> WHAT YOU ARE ASKED TO DO: Reproduce the lines of every record below with each occurrence of "in this picture" replaced by "in this image" and everything else unchanged. Leave the pictures out of your answer.

=======

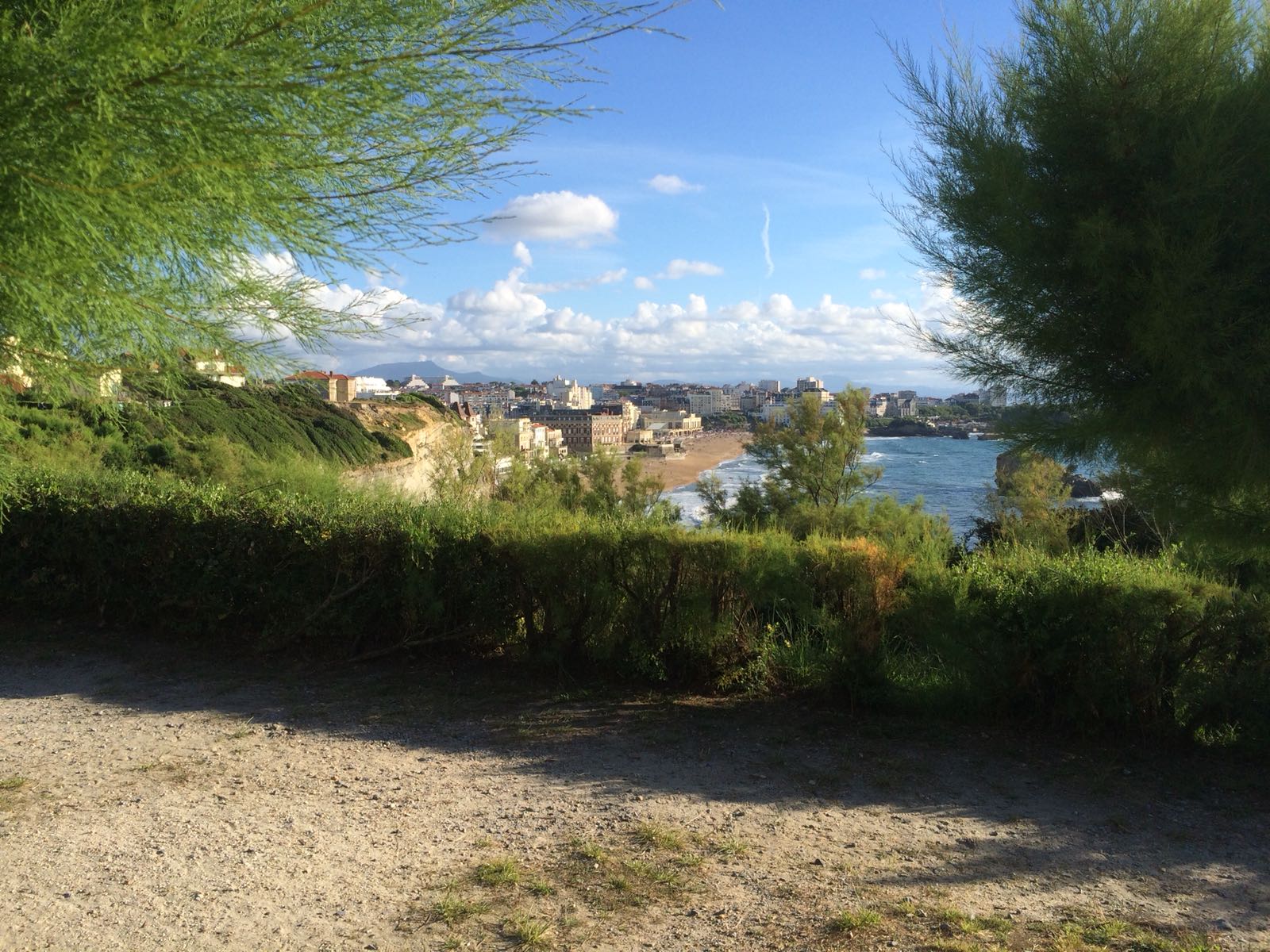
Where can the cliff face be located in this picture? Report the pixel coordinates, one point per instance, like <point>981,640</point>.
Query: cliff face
<point>438,442</point>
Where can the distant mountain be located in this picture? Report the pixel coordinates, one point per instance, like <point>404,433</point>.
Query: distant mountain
<point>423,368</point>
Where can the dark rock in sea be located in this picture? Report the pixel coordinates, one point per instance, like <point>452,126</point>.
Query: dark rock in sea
<point>1083,486</point>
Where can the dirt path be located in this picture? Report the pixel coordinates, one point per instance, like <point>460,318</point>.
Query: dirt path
<point>144,810</point>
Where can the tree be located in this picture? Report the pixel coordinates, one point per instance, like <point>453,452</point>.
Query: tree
<point>1029,505</point>
<point>1100,205</point>
<point>817,457</point>
<point>814,461</point>
<point>179,175</point>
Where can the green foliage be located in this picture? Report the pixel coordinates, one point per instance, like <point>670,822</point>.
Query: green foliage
<point>341,575</point>
<point>1098,205</point>
<point>816,459</point>
<point>1092,640</point>
<point>1029,505</point>
<point>156,149</point>
<point>209,432</point>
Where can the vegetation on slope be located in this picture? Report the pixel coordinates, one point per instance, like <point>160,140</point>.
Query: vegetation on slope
<point>205,431</point>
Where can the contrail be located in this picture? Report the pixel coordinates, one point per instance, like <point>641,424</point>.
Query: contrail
<point>766,236</point>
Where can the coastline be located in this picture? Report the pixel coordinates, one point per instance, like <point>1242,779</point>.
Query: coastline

=======

> TASK SOLUTION:
Where can the cliff face be located in this image? Report the pixel coordinates, one point per instance, like <point>981,640</point>.
Query: cliff face
<point>438,442</point>
Where can the distant mountain be located in this image? Report the pixel coordinates, one point per instance, like <point>404,433</point>.
Query: distant mountain
<point>423,368</point>
Where can the dark rock in sea be located in this image? Report the pixel coordinates, one point per instance, like <point>452,126</point>.
Query: dark rock in sea
<point>1083,486</point>
Where can the dirt path be located in this image? Report the pixel coordinates, one point per instance, like <point>460,318</point>.
Query: dirt path
<point>144,810</point>
Where can the tree be located in this image? Report the pixel coordinates, one point per instance, like <point>453,452</point>.
Query: tree
<point>1029,505</point>
<point>1100,205</point>
<point>817,457</point>
<point>814,461</point>
<point>179,175</point>
Where can the green foliage be located in this image? Report the pixel coordinates, one point per instance, like <point>670,822</point>.
Query: green foliage
<point>341,575</point>
<point>1098,205</point>
<point>816,459</point>
<point>1092,640</point>
<point>1029,505</point>
<point>156,149</point>
<point>209,432</point>
Where can the vegetation on slope be located in this image? Report the pixel coordinates, one point per instance, like <point>160,140</point>.
Query: vegetation on slope
<point>205,431</point>
Where can the contrail be located in this image? Report the pixel coordinates, one point per instance, like <point>641,424</point>.
Query: contrail
<point>766,236</point>
Where can the coastline be located in this image? Report the pixel coordinates, one point per instance, like <point>1242,779</point>.
Query: coastline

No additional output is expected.